**Requirement A:** Rewrite the paragraph of the adoption account that begins "First, I had kind of expected" as a short bulleted list that keeps its main facts.
**Requirement B:** Please copy the part of the adoption account word for word, starting with "Asked to share" and going on through "our story-telling skills!".

Asked to share "our story," we spoke honestly and from the heart, though I think how we ultimately matched with V. and brought Dylan home is more interessting than how we actually related it all. We need to hone our story-telling skills!

The questions from the group were good. One person asked what we know now that we wish we'd known when we were in their seats. At first we responded with some technical tips about the arduous process to get "in the books." Then upon further reflection, I said two things.

First, I had kind of expected that when we final "got" our baby, there would be this magical moment when he was placed in my arms and he felt like ours. That single, special moment never came. Instead, because of our attachment to his birth mom and our desire for the match to continue to progress smoothly, for us the moments immediately following his birth were just as much about her and how she was doing as they were about him. And oddly enough, I am glad for that. We will have a liftime of magical moments with our son. But V. was our focus at a time when she really needed us.

After our talk, one of the participants thanked us and said that she now realizes she and her partner need to progress with more thought about what they can offer a birth mother than what she can offer them. So, that reframing is a good thing, I think.

**Available data:**
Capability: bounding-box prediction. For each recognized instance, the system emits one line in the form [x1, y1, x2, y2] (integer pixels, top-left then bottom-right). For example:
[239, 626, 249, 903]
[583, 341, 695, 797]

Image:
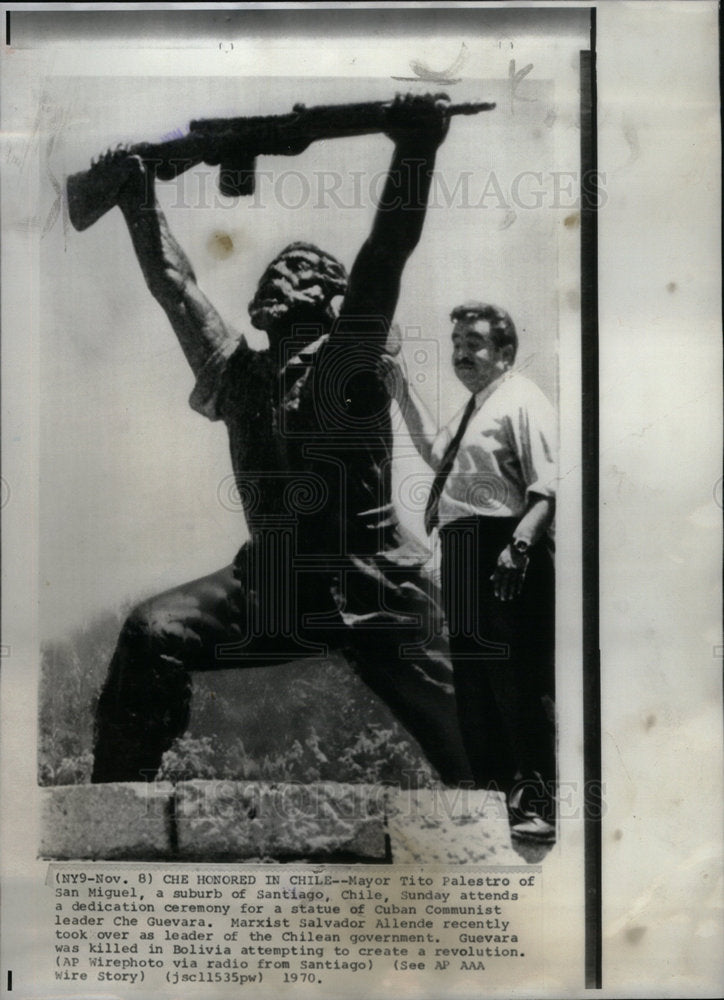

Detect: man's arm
[490, 494, 556, 601]
[492, 387, 557, 601]
[340, 95, 448, 334]
[108, 153, 239, 375]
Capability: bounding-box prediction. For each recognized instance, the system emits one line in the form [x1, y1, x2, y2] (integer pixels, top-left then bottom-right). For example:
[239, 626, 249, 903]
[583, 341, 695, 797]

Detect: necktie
[425, 395, 475, 535]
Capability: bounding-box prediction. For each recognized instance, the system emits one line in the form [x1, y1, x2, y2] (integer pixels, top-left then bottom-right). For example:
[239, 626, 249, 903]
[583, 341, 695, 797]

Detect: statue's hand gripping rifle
[68, 94, 495, 231]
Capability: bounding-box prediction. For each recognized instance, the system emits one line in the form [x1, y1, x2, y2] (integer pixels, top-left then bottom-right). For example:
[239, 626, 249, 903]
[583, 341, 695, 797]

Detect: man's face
[452, 319, 512, 392]
[249, 250, 328, 334]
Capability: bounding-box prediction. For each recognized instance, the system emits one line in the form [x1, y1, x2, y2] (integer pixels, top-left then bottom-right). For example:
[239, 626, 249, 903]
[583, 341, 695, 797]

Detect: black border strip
[580, 7, 603, 989]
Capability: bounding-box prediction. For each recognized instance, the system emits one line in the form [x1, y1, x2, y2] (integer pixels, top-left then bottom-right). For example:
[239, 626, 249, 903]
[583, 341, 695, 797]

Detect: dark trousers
[92, 560, 476, 784]
[440, 517, 555, 812]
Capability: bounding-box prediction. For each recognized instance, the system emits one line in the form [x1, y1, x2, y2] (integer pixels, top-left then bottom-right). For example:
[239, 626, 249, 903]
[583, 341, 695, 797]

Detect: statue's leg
[91, 567, 267, 782]
[330, 554, 471, 785]
[343, 631, 471, 785]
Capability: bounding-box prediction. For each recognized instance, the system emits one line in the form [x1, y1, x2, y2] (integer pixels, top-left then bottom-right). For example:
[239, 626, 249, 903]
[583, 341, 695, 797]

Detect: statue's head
[249, 243, 347, 340]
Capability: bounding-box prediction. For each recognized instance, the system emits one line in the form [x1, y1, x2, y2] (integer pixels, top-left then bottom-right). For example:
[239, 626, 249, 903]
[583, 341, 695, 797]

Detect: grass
[38, 600, 438, 788]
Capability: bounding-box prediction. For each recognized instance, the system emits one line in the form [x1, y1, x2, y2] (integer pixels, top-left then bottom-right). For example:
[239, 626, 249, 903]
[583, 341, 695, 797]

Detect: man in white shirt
[388, 302, 557, 841]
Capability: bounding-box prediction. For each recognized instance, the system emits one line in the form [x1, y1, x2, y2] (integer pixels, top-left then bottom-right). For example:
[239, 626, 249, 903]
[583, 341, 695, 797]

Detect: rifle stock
[67, 94, 495, 231]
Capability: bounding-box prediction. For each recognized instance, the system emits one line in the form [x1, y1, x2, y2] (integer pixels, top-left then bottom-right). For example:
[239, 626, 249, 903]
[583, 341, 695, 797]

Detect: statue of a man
[93, 96, 467, 783]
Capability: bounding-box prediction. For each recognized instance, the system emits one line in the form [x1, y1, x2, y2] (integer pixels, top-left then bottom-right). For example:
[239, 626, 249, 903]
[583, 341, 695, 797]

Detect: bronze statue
[76, 95, 488, 783]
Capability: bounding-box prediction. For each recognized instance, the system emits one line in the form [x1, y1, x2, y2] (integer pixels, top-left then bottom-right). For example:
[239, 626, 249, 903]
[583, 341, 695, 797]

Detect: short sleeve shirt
[432, 371, 558, 527]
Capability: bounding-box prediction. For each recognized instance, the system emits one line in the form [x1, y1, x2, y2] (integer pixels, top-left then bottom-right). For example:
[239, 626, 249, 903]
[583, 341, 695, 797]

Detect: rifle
[67, 94, 495, 231]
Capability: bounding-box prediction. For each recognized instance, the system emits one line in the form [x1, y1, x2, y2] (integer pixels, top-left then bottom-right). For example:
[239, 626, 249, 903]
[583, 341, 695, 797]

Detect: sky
[38, 33, 579, 639]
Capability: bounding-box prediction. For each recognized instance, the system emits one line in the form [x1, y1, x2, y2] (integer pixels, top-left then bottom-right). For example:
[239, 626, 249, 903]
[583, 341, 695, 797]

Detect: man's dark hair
[450, 301, 518, 361]
[276, 241, 348, 299]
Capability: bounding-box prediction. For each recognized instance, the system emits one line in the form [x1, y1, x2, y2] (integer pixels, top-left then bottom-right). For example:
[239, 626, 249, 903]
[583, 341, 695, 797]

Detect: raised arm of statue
[106, 151, 243, 375]
[340, 94, 449, 333]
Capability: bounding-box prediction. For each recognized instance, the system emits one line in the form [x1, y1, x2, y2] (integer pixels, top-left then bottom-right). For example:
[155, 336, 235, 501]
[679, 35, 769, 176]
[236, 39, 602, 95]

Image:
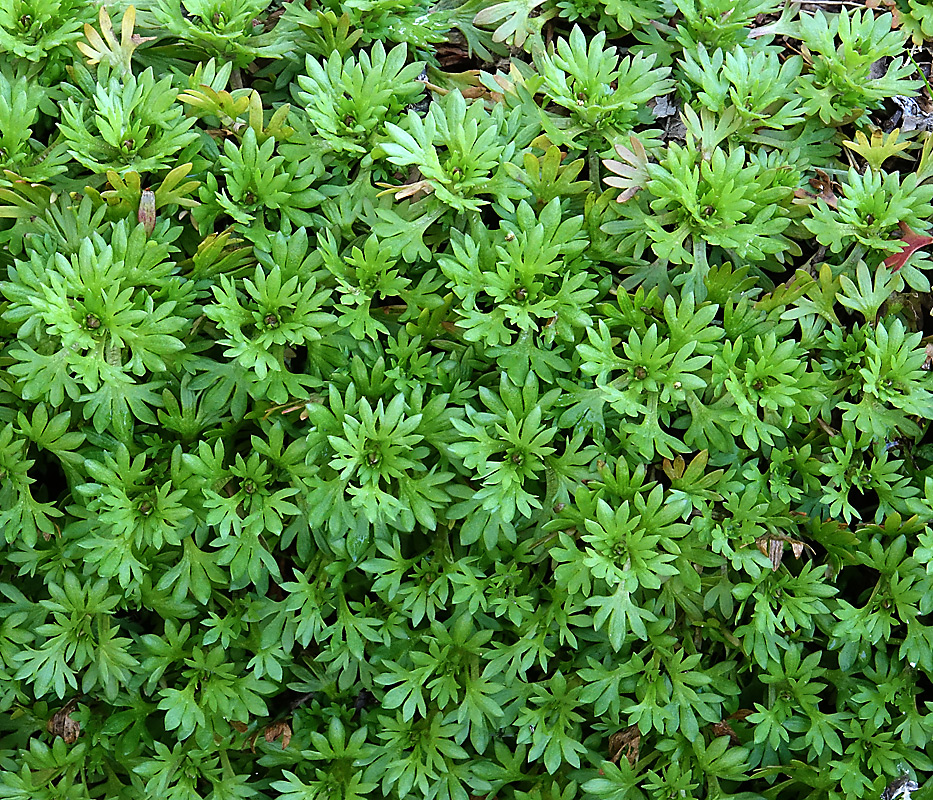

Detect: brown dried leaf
[45, 700, 81, 744]
[264, 721, 292, 750]
[609, 725, 641, 766]
[712, 720, 742, 745]
[810, 169, 839, 208]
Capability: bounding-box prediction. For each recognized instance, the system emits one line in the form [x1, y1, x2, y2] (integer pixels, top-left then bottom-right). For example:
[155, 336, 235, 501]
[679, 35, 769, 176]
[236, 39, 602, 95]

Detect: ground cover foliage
[0, 0, 933, 800]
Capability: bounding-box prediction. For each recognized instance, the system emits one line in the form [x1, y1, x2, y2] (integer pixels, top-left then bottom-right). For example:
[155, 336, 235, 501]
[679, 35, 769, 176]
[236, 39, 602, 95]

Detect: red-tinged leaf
[884, 222, 933, 272]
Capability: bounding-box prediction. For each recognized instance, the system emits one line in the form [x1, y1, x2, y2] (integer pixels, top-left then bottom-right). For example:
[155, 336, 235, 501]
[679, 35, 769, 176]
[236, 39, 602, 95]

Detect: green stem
[586, 147, 600, 194]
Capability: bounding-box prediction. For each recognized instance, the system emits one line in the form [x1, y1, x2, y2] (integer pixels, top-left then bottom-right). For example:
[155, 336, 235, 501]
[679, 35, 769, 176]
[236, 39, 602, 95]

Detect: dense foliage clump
[0, 0, 933, 800]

**Solution A:**
- The writer expected a magical moment when the baby was placed in the writer's arms and felt like theirs. That single, special moment never came.
- Because of their attachment to his birth mom and their wish for the match to keep progressing smoothly, the moments right after his birth were as much about her and how she was doing as about him.
- The writer is glad of this. They will have a lifetime of magical moments with their son, but V. was their focus at a time when she really needed them.

**Solution B:**
Asked to share "our story," we spoke honestly and from the heart, though I think how we ultimately matched with V. and brought Dylan home is more interessting than how we actually related it all. We need to hone our story-telling skills!